▸ Exercise requirements
Give the data again exactly as it appears.

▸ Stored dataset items
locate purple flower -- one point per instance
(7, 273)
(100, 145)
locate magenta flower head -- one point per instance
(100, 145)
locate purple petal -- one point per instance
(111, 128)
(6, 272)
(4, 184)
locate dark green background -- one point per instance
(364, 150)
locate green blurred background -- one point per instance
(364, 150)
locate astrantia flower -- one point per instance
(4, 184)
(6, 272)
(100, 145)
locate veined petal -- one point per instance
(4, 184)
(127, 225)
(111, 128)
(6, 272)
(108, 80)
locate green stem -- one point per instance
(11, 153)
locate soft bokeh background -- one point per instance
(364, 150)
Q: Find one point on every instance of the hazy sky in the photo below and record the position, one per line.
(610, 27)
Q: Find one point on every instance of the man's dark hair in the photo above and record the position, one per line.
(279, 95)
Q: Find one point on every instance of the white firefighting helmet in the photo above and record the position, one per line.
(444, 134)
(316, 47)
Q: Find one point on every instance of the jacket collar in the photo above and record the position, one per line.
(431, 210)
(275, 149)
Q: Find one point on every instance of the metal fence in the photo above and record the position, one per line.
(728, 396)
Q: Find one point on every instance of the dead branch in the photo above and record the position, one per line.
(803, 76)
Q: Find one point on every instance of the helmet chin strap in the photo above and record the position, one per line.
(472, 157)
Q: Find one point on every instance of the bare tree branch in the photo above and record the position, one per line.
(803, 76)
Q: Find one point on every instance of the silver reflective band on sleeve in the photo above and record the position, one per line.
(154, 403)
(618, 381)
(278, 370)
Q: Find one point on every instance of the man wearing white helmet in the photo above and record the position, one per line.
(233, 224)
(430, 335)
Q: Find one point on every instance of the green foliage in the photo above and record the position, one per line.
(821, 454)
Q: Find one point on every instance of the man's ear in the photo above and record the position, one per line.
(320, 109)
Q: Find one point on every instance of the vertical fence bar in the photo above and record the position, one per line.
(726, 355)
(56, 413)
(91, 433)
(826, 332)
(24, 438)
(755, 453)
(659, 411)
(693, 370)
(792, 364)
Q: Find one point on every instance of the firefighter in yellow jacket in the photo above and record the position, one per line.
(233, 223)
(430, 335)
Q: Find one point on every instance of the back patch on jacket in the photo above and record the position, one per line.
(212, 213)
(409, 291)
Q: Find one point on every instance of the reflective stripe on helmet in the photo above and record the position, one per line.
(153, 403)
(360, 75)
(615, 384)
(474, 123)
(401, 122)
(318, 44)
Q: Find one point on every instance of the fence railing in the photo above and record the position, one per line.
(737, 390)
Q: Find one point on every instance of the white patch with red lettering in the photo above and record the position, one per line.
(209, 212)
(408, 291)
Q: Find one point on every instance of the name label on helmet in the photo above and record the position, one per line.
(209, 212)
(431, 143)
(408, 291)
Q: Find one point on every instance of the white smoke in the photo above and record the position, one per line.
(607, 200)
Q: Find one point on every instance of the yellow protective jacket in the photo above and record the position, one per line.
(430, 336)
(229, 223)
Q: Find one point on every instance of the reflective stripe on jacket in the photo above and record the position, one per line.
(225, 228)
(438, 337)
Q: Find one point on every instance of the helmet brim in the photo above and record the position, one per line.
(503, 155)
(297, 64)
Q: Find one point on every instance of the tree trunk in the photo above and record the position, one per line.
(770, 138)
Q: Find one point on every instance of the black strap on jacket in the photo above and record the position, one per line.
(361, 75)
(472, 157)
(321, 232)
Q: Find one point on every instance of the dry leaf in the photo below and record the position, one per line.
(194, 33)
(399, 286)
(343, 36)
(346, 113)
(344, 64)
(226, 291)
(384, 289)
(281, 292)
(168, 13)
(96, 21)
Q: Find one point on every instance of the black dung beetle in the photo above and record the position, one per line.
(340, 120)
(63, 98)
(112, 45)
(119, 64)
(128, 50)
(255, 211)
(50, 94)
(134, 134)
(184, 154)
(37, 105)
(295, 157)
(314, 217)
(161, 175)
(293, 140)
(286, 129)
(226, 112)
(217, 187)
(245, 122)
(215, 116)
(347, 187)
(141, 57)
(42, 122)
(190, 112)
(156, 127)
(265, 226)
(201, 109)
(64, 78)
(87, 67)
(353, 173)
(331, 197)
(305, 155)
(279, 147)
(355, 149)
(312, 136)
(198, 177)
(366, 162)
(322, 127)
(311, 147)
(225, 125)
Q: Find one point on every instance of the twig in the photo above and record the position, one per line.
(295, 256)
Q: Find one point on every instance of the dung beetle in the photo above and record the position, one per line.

▸ Task output
locate purple flower -- one point per instance
(7, 273)
(100, 145)
locate magenta flower head -- one point per instance
(100, 145)
locate purple petal -- one point per instance
(111, 128)
(6, 272)
(4, 184)
locate dark green background -- one point per instance
(364, 150)
locate green blurred background -- one point per instance
(364, 150)
locate astrantia flower -- one point per instance
(4, 184)
(6, 272)
(100, 145)
locate veined petal -- one point per instance
(4, 184)
(127, 225)
(111, 128)
(6, 272)
(108, 80)
locate green stem -- one point per instance
(11, 153)
locate soft bokeh background -- one point per instance
(364, 150)
Q: Find one point on every instance of the hazy sky in the photo below and record the position, one per line.
(610, 27)
Q: Find one point on every instance of the man's dark hair in the photo above and record the position, one per line.
(279, 95)
Q: Find one point on every instance of the white firefighting helmet in the photo above and record the position, one per line.
(444, 134)
(316, 47)
Q: Find one point on every instance of the jacket collar in the photo above and record the position, one per line.
(431, 210)
(275, 149)
Q: Find one point on every instance of the metal fence in the photo above and record the position, one per line.
(728, 396)
Q: Find one point on every instance of the dead branch in the photo above and record the position, one per line.
(803, 76)
Q: Find one point on every instance of the helmet chin strap in the photo above and record the position, one per line.
(472, 157)
Q: Find one point on every instance of the bare tree branch in the photo above and record the position, one per line.
(803, 76)
Q: Find one point on every instance of the silver reflective band on sleeve in the photo above and record the position, one per line.
(154, 403)
(618, 381)
(278, 370)
Q: Find one point on every instance of the man wearing white helmet in the photo above and record the position, one per line.
(233, 224)
(430, 335)
Q: Find one point on every instance of the green foliage in the photo above and record the position, one per line.
(821, 454)
Q: Find one point on every instance of the man's ear in the photo above and record the position, one per line.
(320, 109)
Q: Find one point on every instance of the vertical fence bar in the photo above and record the position, one per line.
(726, 355)
(56, 413)
(91, 433)
(826, 332)
(24, 438)
(755, 453)
(659, 411)
(693, 370)
(792, 364)
Q: Find one point on every instance of the firefighter in yellow jacket in the photo above and record the position, one per line.
(233, 223)
(430, 335)
Q: Find one point on every instance of the back patch on jacket in the photo above and record the position, one per line.
(212, 213)
(409, 291)
Q: Find one point on every instance of the reflective stripe on helmet in the photo above and record the position, one per line.
(153, 403)
(360, 75)
(615, 384)
(474, 123)
(401, 122)
(318, 44)
Q: Find one point on every instance of the fence railing in the photo above and record the position, one per line.
(737, 390)
Q: Find one point on every instance of the white patch with red lettering in the photo above and record the position, one per line.
(209, 212)
(408, 291)
Q: Find one point on every instance of the name label on helmet in the photo above and record the position, one per line.
(209, 212)
(431, 143)
(408, 291)
Q: Find one point on every instance of the white smoke in the photo above and record the position, one per line.
(607, 200)
Q: Find one point on every instance of the yellow protective jacket in the photo above and record the position, one per line.
(430, 336)
(229, 223)
Q: Find one point on every instance of the reflective stripe on jacket in the photo above and record the position, one per line.
(225, 228)
(438, 337)
Q: Find one point on every instance of the helmet brim in the photo above and record the position, one per line.
(503, 155)
(297, 64)
Q: Find one point on every instance of the tree trunk in the photo above and record the position, one per line.
(770, 138)
Q: Find one point on every instance of the black strap on jacket in the photo above and record the position, one per line.
(361, 75)
(472, 157)
(321, 232)
Q: Find one point on every instance of the dry leaf in the photo below and record the position, one per line.
(194, 33)
(399, 286)
(343, 36)
(346, 113)
(344, 64)
(226, 291)
(384, 289)
(281, 292)
(168, 13)
(96, 21)
Q: Find one point on every instance of the black dung beetle in the photo above and record the position, one per line.
(340, 120)
(63, 98)
(112, 45)
(119, 64)
(128, 50)
(255, 211)
(50, 94)
(134, 134)
(184, 154)
(37, 105)
(295, 157)
(314, 217)
(161, 175)
(293, 140)
(286, 129)
(226, 112)
(217, 187)
(245, 122)
(215, 116)
(347, 187)
(141, 57)
(42, 122)
(190, 112)
(156, 127)
(265, 226)
(201, 109)
(64, 78)
(87, 67)
(353, 173)
(331, 197)
(305, 155)
(279, 147)
(355, 149)
(312, 136)
(198, 177)
(366, 162)
(322, 127)
(311, 147)
(225, 125)
Q: Find one point on every instance of the twig in the photo above and record the position, one per line.
(295, 256)
Q: Find one point on every instance of the dung beetle in the photo above and record the position, one per line.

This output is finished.